• [Written exercise] Copy the data word for word from its first line down to the line containing "point(43, 46)", including both of those lines.

• [Entries shown]

# # # # # # #

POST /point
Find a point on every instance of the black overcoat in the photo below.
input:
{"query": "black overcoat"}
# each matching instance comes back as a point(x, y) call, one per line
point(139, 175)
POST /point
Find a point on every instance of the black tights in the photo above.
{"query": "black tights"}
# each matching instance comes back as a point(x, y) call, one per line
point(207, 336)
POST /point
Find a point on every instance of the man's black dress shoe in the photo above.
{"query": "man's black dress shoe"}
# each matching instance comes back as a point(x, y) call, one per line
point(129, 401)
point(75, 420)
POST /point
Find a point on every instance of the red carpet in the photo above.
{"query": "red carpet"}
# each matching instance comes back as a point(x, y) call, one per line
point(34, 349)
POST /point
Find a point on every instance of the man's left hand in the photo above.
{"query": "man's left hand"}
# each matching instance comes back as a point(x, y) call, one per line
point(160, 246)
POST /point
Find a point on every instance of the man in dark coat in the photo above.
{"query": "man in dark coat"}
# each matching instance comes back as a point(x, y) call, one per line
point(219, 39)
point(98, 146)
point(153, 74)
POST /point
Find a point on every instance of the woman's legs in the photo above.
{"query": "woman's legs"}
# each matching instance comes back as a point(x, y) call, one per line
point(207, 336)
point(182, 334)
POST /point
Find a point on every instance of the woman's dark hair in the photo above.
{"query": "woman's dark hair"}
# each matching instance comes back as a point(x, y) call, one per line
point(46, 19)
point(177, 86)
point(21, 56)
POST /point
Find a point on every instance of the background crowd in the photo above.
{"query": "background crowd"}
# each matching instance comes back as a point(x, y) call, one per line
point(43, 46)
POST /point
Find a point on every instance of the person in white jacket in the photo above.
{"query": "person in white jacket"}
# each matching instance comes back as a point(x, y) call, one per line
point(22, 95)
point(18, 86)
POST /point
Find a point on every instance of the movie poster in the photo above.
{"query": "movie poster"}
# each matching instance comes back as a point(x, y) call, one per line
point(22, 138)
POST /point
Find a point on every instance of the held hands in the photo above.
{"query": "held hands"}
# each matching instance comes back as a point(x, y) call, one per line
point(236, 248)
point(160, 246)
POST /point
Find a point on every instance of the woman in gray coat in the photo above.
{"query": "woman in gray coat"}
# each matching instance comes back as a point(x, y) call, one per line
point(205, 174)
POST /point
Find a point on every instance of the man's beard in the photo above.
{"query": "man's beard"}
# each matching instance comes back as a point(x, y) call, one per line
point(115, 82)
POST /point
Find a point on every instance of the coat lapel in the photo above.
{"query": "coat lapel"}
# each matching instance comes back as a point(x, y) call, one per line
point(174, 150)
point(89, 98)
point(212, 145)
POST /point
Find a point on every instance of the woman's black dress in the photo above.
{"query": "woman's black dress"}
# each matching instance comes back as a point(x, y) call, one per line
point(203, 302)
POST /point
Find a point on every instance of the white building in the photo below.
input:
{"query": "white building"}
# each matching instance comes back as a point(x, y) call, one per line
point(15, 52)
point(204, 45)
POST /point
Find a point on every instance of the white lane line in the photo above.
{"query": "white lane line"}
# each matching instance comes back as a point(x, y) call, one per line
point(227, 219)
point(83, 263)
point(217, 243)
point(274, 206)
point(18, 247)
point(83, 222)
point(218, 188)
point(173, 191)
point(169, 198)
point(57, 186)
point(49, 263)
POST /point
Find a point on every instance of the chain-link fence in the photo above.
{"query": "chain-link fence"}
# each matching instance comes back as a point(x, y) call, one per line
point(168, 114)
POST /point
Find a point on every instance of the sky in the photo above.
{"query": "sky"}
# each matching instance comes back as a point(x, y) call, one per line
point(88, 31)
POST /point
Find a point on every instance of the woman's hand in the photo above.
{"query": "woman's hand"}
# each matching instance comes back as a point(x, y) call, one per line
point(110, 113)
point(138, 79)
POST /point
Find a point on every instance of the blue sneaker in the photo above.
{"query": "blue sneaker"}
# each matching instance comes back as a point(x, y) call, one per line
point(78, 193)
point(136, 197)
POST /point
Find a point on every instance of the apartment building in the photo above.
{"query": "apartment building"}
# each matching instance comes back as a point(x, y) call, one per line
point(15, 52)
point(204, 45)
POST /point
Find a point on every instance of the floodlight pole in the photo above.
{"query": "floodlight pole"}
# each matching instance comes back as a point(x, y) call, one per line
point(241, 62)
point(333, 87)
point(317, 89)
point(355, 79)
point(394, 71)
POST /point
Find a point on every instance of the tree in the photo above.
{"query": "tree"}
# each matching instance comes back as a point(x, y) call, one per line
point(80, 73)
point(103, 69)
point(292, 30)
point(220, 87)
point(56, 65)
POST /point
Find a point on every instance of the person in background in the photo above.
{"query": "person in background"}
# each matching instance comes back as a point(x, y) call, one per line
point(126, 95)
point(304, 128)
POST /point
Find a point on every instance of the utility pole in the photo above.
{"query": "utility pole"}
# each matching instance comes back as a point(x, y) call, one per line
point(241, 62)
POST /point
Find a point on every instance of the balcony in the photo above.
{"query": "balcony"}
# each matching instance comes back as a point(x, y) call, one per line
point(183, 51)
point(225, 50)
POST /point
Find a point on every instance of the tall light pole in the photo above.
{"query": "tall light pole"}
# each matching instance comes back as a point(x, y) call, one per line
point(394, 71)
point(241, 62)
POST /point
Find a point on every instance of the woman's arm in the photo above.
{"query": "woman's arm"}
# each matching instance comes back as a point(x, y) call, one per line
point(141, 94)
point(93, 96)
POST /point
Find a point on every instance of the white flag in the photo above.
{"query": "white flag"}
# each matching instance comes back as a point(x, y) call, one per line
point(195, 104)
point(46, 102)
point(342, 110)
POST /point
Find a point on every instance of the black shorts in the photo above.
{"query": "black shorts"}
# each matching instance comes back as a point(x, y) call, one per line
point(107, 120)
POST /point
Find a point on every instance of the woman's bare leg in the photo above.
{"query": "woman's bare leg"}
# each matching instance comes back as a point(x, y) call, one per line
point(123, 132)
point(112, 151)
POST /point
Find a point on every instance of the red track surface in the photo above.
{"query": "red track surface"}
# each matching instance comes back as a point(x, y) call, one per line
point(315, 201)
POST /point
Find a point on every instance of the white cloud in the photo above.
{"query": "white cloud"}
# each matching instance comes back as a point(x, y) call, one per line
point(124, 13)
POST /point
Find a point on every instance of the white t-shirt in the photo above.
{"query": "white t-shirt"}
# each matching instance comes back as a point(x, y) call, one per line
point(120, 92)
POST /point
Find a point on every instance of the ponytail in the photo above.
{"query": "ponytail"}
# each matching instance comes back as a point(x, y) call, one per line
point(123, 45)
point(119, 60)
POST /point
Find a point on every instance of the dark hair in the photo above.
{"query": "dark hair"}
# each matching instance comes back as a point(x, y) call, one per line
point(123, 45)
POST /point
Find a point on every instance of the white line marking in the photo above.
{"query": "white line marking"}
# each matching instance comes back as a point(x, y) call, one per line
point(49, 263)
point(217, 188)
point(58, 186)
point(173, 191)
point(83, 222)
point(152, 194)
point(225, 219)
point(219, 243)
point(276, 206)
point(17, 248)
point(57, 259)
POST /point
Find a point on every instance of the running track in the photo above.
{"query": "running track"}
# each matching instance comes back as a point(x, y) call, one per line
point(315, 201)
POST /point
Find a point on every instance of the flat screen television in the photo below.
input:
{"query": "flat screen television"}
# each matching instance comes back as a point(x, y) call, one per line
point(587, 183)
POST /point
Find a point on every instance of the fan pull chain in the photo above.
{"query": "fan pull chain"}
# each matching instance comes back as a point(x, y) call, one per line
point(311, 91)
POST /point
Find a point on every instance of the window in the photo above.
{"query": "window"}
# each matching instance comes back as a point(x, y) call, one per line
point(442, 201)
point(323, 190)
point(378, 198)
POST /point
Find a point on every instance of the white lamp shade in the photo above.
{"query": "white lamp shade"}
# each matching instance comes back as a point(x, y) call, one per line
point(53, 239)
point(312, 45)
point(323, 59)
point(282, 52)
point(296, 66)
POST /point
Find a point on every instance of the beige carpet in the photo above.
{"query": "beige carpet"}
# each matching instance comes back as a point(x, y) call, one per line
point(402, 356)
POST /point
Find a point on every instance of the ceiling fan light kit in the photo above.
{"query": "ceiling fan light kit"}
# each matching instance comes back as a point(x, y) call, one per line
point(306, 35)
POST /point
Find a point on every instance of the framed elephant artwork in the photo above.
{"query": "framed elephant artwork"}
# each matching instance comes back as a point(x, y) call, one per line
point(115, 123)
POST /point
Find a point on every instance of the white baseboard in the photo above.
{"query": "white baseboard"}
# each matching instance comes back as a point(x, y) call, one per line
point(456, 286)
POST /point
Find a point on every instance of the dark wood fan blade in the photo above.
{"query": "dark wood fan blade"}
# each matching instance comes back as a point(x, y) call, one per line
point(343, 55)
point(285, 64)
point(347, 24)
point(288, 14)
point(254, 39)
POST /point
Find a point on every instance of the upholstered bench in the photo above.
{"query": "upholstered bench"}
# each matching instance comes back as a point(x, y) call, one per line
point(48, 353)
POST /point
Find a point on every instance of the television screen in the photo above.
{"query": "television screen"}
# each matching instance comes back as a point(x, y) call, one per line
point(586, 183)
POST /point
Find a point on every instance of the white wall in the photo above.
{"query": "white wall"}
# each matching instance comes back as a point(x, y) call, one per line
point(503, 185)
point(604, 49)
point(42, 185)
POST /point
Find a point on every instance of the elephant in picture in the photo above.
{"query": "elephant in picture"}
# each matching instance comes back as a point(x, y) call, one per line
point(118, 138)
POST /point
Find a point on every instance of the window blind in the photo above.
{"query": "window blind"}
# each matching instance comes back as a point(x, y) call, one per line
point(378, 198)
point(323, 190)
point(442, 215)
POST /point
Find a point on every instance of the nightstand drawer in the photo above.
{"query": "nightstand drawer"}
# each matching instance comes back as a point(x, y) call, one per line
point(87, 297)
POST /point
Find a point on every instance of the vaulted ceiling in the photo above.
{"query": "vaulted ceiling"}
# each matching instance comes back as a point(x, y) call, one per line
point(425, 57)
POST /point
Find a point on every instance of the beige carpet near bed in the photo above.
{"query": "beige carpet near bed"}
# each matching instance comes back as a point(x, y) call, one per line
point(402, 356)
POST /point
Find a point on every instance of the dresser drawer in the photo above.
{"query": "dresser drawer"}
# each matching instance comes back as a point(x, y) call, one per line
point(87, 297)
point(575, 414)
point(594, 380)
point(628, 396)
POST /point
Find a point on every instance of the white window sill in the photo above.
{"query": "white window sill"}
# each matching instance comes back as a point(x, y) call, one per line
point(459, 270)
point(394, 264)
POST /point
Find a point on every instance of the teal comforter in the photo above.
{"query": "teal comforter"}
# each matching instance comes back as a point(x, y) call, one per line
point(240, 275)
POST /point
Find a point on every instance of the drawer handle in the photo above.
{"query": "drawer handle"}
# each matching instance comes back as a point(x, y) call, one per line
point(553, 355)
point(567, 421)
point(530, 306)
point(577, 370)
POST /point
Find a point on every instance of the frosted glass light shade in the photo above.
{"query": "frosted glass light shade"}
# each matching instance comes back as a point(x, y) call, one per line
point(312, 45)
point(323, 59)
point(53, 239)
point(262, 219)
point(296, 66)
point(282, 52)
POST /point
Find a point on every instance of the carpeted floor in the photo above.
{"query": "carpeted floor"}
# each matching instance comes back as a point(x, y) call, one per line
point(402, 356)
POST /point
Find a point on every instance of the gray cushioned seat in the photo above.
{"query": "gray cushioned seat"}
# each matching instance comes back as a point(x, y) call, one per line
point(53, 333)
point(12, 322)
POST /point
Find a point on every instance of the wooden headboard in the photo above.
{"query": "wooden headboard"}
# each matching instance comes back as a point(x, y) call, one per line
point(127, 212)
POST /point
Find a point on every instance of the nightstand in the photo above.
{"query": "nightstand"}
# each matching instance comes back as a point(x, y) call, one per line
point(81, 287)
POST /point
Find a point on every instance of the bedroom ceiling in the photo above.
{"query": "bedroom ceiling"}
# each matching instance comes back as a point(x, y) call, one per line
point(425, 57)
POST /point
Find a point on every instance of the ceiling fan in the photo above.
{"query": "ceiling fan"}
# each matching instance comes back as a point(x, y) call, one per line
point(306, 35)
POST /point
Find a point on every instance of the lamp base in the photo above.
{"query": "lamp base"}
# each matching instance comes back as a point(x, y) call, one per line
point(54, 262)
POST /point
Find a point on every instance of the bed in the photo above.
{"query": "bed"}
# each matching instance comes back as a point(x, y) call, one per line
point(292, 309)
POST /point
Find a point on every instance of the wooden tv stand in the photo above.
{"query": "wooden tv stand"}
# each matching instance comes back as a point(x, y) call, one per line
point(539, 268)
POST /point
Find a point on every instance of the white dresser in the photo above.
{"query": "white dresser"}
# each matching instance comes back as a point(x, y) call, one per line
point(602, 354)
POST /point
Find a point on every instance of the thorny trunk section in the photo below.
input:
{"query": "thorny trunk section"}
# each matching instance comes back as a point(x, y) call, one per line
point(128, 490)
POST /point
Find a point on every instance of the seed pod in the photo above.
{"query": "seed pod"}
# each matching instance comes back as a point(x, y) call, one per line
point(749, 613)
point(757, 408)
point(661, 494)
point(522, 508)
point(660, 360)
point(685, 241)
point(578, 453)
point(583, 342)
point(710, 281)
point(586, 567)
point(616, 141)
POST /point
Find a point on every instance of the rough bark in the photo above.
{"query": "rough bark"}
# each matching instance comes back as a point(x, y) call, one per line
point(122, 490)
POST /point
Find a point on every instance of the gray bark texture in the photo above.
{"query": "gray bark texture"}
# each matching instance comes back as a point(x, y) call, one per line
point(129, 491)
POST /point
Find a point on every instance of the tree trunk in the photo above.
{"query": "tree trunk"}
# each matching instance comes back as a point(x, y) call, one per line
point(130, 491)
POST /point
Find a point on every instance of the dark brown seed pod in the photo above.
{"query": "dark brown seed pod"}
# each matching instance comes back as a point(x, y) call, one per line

# # # # # # #

• [Solved problem]
POST /point
Find a point on every instance of the black overcoat in the photo below.
input:
{"query": "black overcoat"}
# each matching instance comes back as a point(x, y) call, one per line
point(139, 175)
POST /point
Find a point on every instance of the black tights in the photo above.
{"query": "black tights"}
# each matching instance comes back as a point(x, y) call, one per line
point(207, 336)
POST /point
Find a point on every instance of the man's black dress shoe in the photo above.
{"query": "man's black dress shoe"}
# each matching instance comes back as a point(x, y) call, one per line
point(129, 401)
point(75, 420)
POST /point
Find a point on every instance of the red carpet in the photo above.
{"query": "red carpet"}
# each matching instance comes back as a point(x, y) call, one per line
point(34, 349)
POST /point
Find a point on every instance of the man's left hand in the photo above.
{"query": "man's left hand"}
# each matching instance comes back as a point(x, y) call, one per line
point(160, 246)
POST /point
Find a point on every instance of the man in dark coat in the photo above.
{"query": "man in dark coat"}
# each matching instance comes back as a point(x, y) call, one per line
point(219, 39)
point(98, 146)
point(153, 74)
POST /point
Find a point on every instance of the woman's legs in the photo above.
{"query": "woman's legs"}
# each matching instance comes back as a point(x, y) call, one per line
point(207, 336)
point(182, 334)
POST /point
Find a point on every instance of the woman's dark hair in the photo above.
{"query": "woman's dark hair"}
# each matching instance comes back as a point(x, y) call, one per line
point(46, 19)
point(177, 86)
point(21, 56)
POST /point
Find a point on every instance of the background crowd in the photo above.
{"query": "background crowd"}
# each matching instance comes back as a point(x, y) call, one per line
point(43, 46)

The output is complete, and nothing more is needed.